• [To do] From the line containing "Indicate the black leather" through the last line of the material, copy every line exactly, both ends inclusive; do not copy pictures.

• [Records shown]
==================================================
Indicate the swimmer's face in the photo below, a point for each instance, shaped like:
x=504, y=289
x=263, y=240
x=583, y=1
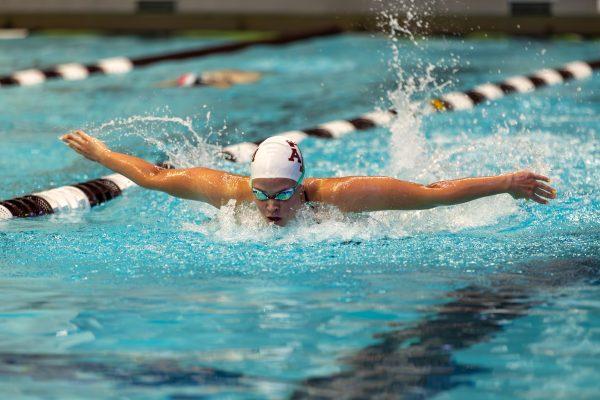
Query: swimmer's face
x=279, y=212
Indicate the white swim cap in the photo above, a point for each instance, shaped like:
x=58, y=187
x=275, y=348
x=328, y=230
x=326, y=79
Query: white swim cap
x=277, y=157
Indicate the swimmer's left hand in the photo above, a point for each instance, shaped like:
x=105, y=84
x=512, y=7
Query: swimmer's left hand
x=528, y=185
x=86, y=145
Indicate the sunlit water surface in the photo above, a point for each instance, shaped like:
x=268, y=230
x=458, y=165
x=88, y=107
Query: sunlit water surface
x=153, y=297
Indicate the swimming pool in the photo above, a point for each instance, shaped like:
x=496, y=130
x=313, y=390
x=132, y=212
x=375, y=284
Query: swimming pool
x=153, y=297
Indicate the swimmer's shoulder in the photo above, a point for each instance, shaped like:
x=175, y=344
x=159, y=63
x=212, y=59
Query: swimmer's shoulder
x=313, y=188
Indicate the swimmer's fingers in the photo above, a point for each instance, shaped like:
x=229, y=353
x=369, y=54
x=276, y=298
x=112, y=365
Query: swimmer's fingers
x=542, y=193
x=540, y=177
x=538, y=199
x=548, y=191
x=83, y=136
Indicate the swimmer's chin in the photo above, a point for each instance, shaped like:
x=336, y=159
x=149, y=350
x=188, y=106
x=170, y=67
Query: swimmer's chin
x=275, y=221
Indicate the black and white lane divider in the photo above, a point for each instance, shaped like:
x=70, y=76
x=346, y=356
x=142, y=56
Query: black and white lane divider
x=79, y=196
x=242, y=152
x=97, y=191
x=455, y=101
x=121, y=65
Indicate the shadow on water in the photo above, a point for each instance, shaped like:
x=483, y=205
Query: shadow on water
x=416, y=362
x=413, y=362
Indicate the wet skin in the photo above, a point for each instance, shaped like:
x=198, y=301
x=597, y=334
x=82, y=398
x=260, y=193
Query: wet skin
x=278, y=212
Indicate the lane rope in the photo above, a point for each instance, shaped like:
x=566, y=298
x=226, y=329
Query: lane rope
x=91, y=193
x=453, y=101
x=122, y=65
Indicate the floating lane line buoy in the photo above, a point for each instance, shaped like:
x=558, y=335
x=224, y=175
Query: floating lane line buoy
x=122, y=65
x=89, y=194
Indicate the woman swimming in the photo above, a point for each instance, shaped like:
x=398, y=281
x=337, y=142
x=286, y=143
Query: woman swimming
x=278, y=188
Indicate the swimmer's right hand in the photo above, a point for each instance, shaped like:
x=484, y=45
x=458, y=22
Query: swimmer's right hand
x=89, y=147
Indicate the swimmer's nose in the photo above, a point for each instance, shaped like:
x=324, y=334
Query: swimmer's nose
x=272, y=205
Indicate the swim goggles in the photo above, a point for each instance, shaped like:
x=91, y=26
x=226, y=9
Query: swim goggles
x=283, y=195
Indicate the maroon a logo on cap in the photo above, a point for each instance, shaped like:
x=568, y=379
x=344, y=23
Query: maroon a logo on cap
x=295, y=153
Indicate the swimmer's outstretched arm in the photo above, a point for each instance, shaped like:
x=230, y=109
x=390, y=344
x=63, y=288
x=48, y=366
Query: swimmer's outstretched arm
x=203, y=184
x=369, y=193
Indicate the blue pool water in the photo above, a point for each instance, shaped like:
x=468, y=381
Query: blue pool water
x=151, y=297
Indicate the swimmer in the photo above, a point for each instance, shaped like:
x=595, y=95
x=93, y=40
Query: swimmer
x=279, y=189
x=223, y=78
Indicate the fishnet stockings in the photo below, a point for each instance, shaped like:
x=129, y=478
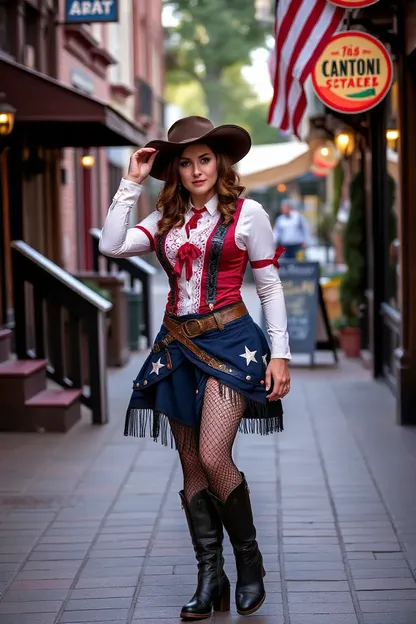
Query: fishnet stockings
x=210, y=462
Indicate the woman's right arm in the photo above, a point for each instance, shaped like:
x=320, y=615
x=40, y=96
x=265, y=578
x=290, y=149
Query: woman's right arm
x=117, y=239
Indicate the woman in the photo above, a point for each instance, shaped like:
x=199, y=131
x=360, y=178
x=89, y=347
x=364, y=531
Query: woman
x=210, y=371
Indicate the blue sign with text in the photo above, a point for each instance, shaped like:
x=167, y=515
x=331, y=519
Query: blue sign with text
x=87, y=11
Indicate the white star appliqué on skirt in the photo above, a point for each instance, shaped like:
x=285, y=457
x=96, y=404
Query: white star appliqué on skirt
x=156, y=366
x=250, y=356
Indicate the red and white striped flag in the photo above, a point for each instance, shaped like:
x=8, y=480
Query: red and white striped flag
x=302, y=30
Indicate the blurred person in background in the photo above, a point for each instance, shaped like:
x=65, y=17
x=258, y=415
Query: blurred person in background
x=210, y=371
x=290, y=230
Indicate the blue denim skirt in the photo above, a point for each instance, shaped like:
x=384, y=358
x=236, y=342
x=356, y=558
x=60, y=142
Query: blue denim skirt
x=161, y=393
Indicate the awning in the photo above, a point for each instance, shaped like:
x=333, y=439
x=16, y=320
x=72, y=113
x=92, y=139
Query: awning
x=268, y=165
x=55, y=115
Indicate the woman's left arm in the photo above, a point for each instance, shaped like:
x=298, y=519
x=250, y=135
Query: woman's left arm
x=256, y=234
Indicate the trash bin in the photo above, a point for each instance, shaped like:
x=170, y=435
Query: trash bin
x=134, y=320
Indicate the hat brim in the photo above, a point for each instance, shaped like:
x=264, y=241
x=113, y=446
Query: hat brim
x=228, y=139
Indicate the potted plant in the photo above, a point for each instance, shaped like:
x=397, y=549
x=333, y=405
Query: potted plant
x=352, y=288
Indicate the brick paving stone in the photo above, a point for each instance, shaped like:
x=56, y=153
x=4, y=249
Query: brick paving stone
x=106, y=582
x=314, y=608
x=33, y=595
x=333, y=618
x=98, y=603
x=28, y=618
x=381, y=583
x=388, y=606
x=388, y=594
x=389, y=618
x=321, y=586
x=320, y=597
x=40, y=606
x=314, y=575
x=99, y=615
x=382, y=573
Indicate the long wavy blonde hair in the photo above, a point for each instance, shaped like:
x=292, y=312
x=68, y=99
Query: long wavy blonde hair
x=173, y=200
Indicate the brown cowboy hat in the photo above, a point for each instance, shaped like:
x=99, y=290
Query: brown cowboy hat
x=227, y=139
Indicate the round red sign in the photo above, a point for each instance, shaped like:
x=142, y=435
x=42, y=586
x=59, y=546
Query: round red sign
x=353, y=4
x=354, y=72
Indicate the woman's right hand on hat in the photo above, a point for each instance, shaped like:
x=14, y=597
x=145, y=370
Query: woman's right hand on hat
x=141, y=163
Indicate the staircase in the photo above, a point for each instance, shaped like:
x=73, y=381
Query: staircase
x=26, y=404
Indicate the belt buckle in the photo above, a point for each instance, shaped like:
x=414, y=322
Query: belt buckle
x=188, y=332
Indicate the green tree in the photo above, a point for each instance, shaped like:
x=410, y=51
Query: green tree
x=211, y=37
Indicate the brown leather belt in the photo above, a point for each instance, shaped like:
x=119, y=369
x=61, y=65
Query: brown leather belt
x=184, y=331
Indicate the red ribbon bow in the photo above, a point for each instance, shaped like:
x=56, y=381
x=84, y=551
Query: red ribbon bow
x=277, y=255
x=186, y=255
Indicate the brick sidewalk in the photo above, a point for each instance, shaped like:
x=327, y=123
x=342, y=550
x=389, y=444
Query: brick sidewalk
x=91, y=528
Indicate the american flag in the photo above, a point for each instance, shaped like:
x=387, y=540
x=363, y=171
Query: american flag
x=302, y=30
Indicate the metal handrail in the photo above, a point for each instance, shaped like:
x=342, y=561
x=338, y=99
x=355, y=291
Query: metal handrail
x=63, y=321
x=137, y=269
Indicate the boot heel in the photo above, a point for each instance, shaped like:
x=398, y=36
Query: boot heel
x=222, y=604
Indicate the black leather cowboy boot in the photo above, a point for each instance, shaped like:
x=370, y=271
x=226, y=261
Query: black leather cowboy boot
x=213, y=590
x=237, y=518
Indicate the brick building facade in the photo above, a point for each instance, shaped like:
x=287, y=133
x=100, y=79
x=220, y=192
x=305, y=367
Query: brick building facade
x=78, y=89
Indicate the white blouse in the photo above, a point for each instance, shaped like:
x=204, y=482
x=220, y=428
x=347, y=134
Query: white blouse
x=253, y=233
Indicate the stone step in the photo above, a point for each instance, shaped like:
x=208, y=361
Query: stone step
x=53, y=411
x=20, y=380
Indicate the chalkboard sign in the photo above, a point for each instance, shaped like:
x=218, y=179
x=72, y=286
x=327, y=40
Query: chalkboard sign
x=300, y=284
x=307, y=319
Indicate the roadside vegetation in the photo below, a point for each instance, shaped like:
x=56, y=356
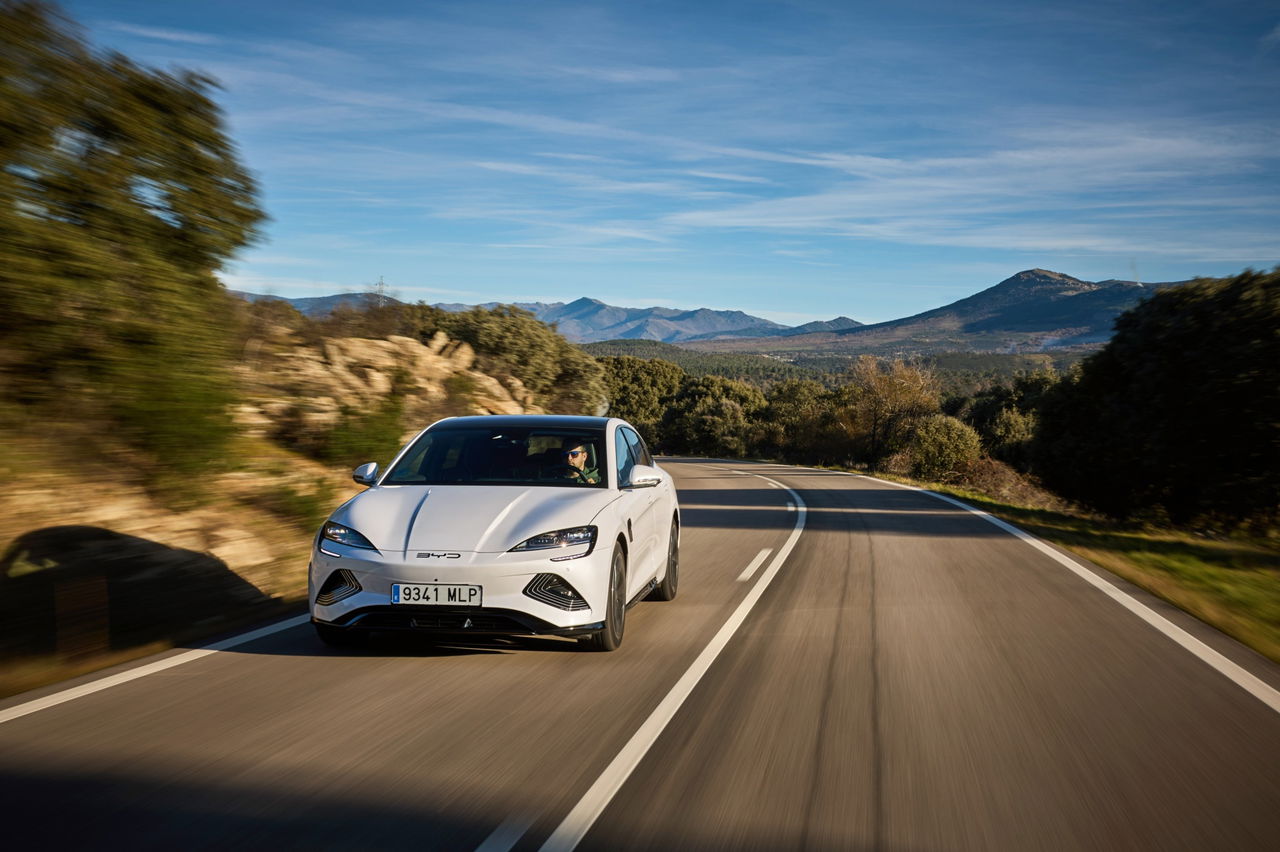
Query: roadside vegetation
==================================================
• [Output below]
Indicate the black leather cowboy boot in the photo above, a point for each instance, shaped like:
x=370, y=271
x=226, y=261
Query: black leather cowboy boot
x=213, y=590
x=237, y=518
Indicate the brick building facade in the photo above, a point for each instance, shaped like:
x=287, y=133
x=100, y=79
x=220, y=192
x=305, y=367
Query: brick building facade
x=78, y=89
Indicate the white blouse in the photo above, a point for each instance, shaped like:
x=204, y=482
x=220, y=428
x=347, y=134
Query: white blouse
x=253, y=233
Indicate the stone step in the photo above, a point for each instance, shaped like:
x=208, y=361
Query: stone step
x=53, y=411
x=20, y=380
Indicate the chalkboard sign in the photo above, a point for each instance, shaped like:
x=218, y=179
x=72, y=286
x=327, y=40
Query: chalkboard sign
x=300, y=284
x=307, y=319
Indicate the roadside vegetation in the photo below, a point for each instance, shaped like:
x=56, y=356
Query: roadside vegetation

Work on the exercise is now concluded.